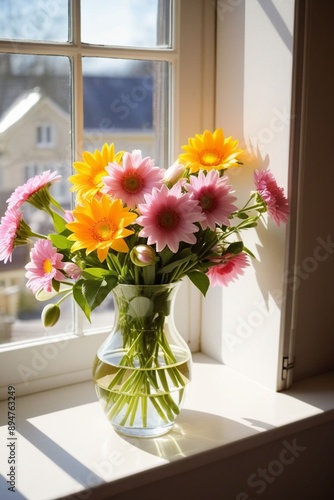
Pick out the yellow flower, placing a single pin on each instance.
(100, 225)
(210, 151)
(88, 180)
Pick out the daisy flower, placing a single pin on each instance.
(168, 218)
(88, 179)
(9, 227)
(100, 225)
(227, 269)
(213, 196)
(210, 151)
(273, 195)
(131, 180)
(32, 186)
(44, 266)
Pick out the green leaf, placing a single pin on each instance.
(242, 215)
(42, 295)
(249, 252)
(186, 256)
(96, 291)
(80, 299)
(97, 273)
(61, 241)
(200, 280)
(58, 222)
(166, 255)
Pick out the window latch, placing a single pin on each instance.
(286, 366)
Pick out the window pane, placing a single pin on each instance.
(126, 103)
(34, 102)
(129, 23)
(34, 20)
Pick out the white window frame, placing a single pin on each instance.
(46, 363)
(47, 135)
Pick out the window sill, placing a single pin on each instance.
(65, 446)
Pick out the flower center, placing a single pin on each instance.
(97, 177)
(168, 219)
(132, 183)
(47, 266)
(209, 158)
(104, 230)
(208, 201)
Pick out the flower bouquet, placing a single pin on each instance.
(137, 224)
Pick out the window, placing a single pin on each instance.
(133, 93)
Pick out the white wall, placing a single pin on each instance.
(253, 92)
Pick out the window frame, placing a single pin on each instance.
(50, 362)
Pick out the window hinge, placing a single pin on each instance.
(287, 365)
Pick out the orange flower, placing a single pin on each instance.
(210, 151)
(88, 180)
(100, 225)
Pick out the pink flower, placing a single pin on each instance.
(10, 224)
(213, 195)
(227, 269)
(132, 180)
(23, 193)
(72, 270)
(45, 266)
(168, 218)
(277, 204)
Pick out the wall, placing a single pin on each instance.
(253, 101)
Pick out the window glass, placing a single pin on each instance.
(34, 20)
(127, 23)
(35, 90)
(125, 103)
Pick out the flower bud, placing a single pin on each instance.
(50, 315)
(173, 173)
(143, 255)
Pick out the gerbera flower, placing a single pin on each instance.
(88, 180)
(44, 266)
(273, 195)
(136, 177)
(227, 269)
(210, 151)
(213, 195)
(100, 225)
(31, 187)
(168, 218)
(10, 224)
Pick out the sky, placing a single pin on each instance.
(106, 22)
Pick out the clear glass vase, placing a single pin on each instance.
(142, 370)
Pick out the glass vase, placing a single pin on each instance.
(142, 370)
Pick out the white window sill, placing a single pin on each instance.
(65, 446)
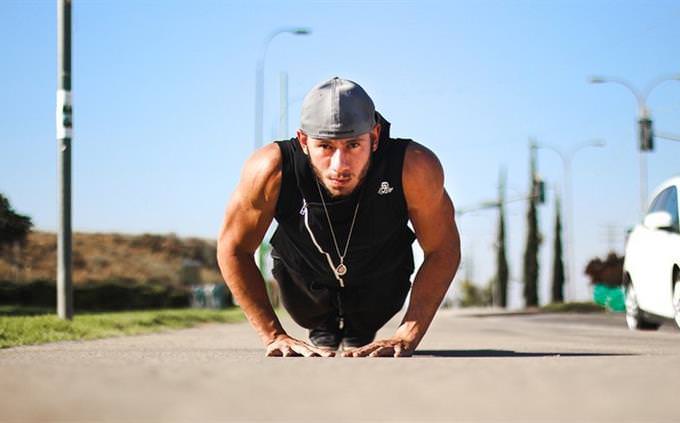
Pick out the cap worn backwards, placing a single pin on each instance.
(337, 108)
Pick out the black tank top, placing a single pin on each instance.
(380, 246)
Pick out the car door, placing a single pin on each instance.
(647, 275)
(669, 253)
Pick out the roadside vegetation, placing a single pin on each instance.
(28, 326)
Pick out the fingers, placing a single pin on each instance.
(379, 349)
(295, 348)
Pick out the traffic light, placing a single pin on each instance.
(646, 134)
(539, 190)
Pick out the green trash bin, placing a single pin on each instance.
---
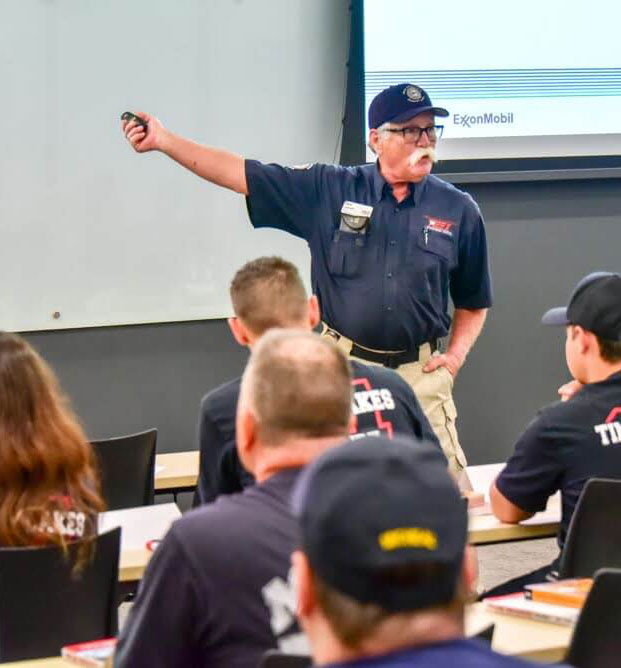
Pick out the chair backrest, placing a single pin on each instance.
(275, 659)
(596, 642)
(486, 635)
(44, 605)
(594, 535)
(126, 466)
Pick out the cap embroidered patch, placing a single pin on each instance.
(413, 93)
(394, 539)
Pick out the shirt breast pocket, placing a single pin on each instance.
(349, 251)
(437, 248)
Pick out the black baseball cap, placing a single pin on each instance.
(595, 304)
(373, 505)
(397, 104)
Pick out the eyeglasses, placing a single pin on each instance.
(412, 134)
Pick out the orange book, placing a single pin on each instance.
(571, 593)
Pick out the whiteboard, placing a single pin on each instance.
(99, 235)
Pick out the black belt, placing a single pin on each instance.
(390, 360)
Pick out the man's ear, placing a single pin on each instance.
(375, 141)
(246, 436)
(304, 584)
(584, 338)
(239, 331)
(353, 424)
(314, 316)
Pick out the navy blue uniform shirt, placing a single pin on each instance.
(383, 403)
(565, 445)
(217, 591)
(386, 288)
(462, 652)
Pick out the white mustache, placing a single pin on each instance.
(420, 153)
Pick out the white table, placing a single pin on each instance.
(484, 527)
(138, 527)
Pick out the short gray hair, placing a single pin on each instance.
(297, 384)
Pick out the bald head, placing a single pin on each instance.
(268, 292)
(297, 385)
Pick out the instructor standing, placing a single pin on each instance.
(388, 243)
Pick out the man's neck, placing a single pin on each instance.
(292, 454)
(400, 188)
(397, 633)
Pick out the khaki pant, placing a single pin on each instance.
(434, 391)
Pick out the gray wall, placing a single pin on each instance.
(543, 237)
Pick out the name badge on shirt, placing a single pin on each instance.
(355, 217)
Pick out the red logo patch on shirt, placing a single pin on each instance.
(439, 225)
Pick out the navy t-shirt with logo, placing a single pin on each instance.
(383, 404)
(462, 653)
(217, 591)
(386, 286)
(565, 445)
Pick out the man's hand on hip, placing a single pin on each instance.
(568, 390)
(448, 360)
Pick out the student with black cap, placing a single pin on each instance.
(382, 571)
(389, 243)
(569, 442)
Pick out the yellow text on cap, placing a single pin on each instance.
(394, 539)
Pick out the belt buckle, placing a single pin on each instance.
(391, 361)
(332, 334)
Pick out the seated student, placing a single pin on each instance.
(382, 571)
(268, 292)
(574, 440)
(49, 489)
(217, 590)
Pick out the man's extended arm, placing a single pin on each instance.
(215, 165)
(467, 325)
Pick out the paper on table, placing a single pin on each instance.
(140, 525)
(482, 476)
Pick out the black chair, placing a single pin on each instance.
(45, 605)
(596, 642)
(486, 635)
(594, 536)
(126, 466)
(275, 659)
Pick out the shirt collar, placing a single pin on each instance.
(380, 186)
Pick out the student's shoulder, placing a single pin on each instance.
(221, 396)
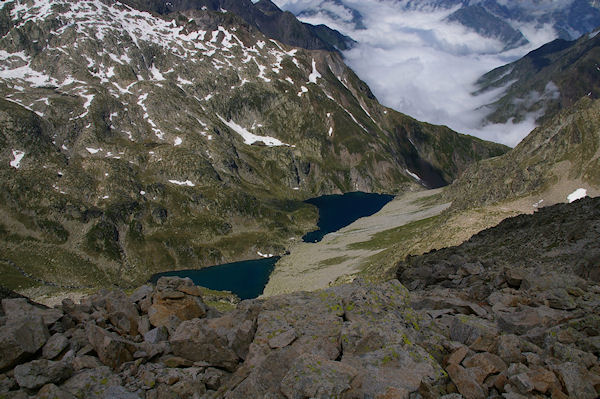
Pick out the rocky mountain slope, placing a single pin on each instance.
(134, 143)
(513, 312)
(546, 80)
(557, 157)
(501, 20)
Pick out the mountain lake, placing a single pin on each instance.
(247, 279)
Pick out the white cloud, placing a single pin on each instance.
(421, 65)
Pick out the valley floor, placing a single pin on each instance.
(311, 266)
...
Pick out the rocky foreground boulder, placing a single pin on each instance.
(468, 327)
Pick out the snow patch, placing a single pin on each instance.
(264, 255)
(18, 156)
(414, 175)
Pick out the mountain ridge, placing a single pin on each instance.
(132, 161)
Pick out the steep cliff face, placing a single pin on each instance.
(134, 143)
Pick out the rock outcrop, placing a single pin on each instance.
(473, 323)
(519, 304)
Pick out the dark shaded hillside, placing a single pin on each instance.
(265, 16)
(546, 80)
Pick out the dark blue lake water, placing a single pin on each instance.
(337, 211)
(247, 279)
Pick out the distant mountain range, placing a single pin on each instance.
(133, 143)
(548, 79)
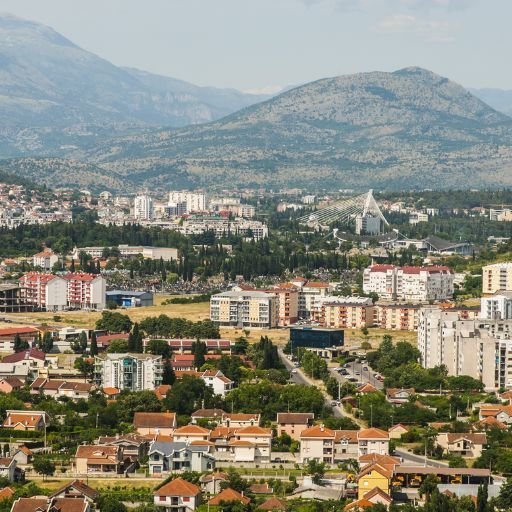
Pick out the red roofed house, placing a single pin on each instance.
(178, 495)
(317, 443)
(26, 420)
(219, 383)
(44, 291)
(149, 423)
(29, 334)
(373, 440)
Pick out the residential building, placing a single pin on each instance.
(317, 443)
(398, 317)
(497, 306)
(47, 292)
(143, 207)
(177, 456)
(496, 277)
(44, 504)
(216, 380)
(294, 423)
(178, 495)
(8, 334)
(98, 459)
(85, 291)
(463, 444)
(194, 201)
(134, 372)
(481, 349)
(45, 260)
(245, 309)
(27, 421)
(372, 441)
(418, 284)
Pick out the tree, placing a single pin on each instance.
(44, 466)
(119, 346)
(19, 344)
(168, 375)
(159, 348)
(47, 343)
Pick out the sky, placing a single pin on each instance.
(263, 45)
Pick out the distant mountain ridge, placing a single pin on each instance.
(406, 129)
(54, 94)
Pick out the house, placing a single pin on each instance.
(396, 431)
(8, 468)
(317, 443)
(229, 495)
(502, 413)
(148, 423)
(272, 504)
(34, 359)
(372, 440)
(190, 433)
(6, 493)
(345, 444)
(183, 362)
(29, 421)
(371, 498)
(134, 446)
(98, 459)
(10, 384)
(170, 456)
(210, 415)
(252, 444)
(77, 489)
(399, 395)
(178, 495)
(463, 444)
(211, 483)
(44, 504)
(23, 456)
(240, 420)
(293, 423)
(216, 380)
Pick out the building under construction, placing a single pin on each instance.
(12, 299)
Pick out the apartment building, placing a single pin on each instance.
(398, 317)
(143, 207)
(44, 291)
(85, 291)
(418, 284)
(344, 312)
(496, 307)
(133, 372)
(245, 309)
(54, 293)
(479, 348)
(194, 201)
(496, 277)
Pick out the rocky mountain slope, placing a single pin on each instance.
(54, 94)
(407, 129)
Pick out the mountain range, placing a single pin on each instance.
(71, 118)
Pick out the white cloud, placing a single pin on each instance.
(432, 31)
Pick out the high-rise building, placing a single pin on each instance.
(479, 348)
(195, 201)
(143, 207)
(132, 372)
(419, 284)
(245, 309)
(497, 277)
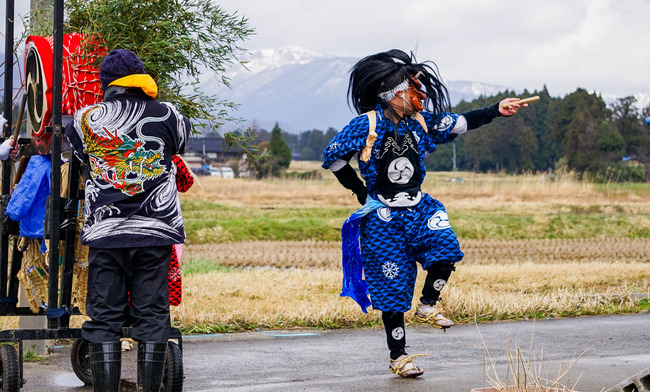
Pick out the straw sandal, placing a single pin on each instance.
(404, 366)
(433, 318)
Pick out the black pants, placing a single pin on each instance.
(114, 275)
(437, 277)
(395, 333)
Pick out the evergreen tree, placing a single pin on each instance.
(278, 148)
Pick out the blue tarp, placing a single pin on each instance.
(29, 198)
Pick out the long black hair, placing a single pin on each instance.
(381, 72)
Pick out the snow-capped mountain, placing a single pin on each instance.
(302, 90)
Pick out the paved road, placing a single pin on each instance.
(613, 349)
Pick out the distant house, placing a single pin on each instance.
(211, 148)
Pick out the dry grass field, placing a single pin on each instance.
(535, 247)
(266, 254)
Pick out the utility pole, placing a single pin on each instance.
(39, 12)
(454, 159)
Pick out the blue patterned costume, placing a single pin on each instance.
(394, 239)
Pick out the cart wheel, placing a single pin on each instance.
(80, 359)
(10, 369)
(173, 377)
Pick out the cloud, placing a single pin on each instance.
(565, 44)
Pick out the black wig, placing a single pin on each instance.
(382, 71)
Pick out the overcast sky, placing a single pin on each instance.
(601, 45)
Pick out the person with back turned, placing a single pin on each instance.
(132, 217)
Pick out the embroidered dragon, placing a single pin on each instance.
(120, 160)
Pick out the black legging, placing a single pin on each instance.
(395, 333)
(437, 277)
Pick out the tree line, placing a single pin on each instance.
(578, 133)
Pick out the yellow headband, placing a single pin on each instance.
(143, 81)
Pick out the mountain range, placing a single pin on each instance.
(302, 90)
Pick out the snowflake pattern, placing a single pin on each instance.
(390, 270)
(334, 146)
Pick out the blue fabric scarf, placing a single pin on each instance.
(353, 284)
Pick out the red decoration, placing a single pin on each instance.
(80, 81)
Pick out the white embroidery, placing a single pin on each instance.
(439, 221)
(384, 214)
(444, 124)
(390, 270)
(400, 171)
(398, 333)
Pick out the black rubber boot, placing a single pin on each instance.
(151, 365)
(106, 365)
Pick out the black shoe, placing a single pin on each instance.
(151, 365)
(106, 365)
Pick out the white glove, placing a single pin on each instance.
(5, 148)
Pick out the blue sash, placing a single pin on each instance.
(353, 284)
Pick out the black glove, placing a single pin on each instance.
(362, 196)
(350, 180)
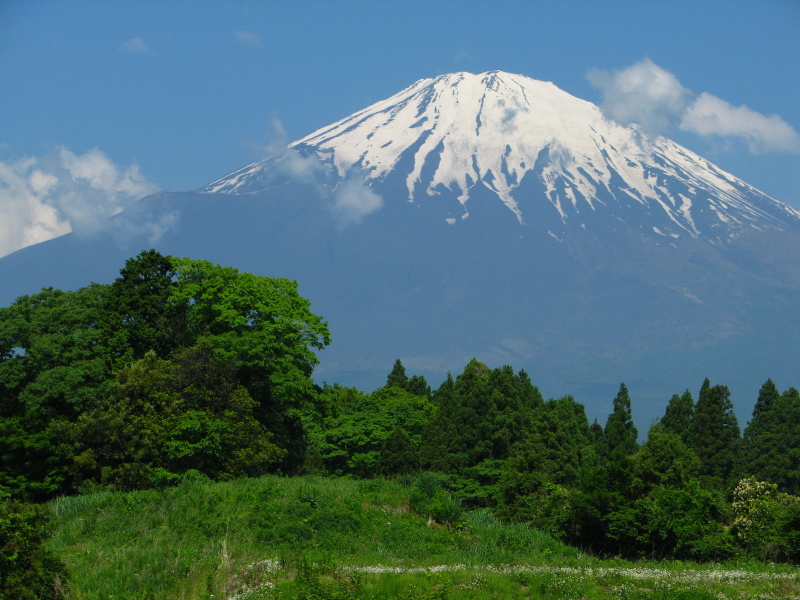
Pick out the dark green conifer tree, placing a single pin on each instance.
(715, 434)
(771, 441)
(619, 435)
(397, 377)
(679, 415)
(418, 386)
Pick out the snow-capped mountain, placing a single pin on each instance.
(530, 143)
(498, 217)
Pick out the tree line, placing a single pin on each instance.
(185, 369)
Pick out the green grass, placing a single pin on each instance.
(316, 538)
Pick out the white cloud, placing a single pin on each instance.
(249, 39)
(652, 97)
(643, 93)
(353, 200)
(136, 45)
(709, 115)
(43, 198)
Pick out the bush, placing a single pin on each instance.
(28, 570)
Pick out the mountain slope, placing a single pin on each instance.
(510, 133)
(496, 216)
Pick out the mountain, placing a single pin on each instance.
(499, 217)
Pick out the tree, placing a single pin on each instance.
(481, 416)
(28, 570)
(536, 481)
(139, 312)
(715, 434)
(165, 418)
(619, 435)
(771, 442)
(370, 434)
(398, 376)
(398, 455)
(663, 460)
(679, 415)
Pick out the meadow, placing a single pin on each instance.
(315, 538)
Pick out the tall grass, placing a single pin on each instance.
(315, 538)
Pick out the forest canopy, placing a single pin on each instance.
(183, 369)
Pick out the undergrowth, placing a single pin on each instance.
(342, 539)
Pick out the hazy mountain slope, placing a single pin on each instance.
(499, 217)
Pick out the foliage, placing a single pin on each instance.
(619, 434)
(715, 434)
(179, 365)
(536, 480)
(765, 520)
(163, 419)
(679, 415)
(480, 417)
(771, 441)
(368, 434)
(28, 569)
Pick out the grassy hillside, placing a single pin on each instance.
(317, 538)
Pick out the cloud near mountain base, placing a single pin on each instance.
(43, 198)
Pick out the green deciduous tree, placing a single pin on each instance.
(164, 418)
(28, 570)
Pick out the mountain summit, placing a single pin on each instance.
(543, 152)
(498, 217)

◆ Task objective
Find every line in the listing above that contains the word "frame" and copy each of those lines in full.

◆ Written reply
Pick out the white window frame, placing a single pin on each instance.
Pick out the window frame, placing a single pin on each instance.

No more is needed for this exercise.